> [Page excerpt]
####

Mostly Robot Interview: DJ Shiftee, Jamie Lidell, Tim Exile, Jeremy Ellis, Mr Jimmy @ Sonar 2012

Native Instruments recently announced the formation of Mostly Robot – a team of five exceptional and well-respected musicians and performers.  The members of this super-band includes Dubspot instructor and turntablist extraordinaire DJ Shiftee, British soul singer and electronic musician Jamie Lidell, the ridiculously talented Jeremy Ellis, producer and performer Tim Exile, and keyboard player Mr. Jimmy. Dubspot caught up with Mostly Robot ahead of their highly anticipated debut performance at Sónar 2012 by Day Program for an exclusive interview in which the members discuss their shared ideas, influences, the current state of music technology, the future of the band, the importance of the human element in live performances, and much more! Needless to say, their performance at Sonar is guaranteed to be one of the most unique events at the festival this year. Read our exclusive interview below.

What are some of your shared ideas, influences, views on the current state of music technology?

Jamie – Make laptops fun.  Everything that used to be done in the realm of synthesis and the analog world can all be done on computers .  You have to embrace the laptop and not deny it as something that’s ugly.  It’s not everyone’s favorite aesthetic, but you can’t deny it. Feel the power, use the power.  It’s an open book.  You can liken the computer to an instrument that no one’s learned.  You can’t really master a computer since it’s growing away from you.  There’s no end. You can’t get to the end of level boss with a laptop.

Jimmy – We all use computers in a crazy way as new instruments.  If you deny the computer, you’re missing out a little bit.  What’s cool is everyone is flipping it in his own way.  Laptops have started to creep on the stage or backstage of every band.

Shiftee – We are all trying to push the envelope in our own fields with respect to technology.  I don’t think anyone settles in to what they’ve always been doing.  New toys come out and we want in.

Jeremy – We’re all definitely pushing the envelope as far as our skill sets and technology is concerned.  It’s also pretty strange to hang out with this many people who know what an LFO is.

Tim – I completely deny the existence of laptops.  The laptop never happened.  Steve Jobs never lived.

Tim Exile and Native Instruments present “The Mouth”

How are you all preparing for the Sonar performance – individuals and as Mostly Robot?

Jamie – Lyrics.  Lyrics is a big thing for me.  Memory and learning stuff quickly and holding the form of these songs.  And before, writing, writing the melodies and lyrics.  It’s old school.  I’m taking the old school in a way.  Singing, songwriting.

####

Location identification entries

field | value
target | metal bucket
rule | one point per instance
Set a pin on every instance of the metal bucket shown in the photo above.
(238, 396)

####

> [Directions]
- A) In the Mostly Robot interview, who is described as a British soul singer and electronic musician?
- B) Arrange all the location identification entries as a two-column CSV with the headers request and answer, one row per entry. Put each field in double quotes and replace any line breaks inside a field with spaces.

> [The solutions]
- A) Jamie Lidell

- B)
request,answer
"field | value target | metal bucket rule | one point per instance Set a pin on every instance of the metal bucket shown in the photo above.","(238, 396)"